» **Task description**
Would you go through the records below and copy each line with the string "chest"?

Start of Block

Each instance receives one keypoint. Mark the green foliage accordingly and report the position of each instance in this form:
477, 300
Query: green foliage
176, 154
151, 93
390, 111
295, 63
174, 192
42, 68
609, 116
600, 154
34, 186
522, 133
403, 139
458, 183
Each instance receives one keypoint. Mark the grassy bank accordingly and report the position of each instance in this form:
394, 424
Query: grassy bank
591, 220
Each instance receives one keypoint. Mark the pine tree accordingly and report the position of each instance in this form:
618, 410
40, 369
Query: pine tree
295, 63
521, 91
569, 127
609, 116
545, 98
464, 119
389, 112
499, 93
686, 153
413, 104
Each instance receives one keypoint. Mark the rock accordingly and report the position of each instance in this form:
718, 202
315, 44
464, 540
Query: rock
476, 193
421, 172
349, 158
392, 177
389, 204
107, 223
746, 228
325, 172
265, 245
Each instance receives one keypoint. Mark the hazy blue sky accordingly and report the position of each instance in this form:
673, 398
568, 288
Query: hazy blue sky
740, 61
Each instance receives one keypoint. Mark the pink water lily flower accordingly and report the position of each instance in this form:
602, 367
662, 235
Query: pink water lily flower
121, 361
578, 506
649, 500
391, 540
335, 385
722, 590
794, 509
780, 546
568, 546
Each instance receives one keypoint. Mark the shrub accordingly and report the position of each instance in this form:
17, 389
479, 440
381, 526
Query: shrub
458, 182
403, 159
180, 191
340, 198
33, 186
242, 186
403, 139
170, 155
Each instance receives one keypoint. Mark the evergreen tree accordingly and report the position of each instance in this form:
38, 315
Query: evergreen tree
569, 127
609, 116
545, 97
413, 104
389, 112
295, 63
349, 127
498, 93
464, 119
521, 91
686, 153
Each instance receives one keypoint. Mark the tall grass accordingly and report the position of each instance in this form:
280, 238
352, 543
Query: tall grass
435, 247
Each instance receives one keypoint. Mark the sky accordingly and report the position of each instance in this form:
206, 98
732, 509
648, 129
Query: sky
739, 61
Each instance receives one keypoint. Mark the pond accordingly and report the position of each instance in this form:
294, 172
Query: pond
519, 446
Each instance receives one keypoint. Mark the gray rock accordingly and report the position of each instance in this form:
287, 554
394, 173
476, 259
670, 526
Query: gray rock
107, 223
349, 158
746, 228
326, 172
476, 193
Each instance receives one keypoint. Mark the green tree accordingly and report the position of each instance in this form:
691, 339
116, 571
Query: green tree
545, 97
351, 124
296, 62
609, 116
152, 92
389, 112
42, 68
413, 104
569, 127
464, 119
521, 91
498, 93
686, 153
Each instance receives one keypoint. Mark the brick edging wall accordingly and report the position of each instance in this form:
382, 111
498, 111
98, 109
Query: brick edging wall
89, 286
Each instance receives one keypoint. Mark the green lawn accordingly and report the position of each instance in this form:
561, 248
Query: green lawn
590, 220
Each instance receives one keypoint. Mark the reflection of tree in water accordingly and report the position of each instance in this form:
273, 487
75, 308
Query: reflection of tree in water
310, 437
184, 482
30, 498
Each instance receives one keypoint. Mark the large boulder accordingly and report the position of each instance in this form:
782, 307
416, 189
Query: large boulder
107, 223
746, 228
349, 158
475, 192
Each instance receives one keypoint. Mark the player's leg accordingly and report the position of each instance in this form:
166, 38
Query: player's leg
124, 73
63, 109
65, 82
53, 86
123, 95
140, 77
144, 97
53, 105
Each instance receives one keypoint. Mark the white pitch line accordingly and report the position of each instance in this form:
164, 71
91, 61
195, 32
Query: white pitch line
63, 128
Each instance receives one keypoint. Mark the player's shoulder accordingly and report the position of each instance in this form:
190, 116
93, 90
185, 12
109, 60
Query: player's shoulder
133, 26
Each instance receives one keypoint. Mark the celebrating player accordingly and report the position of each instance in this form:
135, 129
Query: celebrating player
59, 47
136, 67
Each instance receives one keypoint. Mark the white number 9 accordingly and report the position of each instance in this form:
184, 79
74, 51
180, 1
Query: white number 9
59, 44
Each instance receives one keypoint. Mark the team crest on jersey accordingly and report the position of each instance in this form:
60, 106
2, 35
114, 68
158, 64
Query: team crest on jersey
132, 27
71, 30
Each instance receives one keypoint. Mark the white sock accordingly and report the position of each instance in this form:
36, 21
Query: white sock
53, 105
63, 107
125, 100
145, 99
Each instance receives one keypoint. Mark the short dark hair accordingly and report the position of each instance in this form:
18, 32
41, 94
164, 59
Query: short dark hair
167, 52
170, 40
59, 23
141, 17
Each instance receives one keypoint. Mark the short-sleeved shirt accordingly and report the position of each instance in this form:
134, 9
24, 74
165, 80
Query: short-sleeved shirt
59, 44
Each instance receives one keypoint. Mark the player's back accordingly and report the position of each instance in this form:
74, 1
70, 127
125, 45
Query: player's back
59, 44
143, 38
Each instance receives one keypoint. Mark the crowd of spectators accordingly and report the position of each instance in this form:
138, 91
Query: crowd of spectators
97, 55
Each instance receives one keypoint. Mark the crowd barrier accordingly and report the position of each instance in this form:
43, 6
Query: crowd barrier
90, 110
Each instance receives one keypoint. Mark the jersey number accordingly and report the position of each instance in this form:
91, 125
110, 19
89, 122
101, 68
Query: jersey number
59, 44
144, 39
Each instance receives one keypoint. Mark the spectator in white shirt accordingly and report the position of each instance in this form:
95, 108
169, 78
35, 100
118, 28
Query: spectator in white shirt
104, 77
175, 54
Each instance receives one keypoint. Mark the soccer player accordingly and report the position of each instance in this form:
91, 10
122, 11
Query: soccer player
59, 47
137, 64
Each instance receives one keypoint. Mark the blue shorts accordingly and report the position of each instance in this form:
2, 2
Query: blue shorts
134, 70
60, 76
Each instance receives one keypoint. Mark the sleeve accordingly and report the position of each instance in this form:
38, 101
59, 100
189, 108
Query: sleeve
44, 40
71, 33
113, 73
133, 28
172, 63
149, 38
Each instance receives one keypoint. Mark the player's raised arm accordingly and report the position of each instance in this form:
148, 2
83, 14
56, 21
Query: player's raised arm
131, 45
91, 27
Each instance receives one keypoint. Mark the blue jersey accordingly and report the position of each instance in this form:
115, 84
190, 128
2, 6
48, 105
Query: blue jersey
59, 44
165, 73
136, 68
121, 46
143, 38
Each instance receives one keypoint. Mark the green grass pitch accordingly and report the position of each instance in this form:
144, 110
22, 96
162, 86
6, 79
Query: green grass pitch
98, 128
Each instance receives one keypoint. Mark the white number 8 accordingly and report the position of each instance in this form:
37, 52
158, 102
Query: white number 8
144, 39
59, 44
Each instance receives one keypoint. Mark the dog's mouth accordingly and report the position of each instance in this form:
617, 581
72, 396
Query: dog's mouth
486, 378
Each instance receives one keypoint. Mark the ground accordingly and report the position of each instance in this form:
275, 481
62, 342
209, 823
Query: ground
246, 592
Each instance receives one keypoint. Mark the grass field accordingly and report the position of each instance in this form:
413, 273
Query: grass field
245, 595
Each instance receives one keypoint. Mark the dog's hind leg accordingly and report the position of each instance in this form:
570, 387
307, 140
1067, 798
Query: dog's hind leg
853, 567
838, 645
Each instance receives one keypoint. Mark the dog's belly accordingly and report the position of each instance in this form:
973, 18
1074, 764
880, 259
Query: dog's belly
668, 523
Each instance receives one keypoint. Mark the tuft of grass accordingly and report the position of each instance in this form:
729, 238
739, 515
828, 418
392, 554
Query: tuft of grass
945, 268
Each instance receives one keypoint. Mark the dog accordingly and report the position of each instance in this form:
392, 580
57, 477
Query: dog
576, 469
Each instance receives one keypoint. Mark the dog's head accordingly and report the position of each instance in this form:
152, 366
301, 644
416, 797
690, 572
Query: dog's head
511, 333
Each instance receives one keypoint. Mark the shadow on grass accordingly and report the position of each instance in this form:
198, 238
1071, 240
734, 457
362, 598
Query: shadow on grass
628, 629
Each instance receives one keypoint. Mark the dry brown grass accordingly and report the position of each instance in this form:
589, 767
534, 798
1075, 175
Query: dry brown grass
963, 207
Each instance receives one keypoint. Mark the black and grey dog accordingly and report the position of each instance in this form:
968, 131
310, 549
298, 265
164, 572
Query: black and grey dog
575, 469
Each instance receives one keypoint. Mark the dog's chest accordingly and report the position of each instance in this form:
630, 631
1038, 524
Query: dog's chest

End of Block

» **Result for this exercise**
Each instance receives one keypoint. Mark the dog's chest accordingly and report the position of each instance in this form:
Query: dog's chest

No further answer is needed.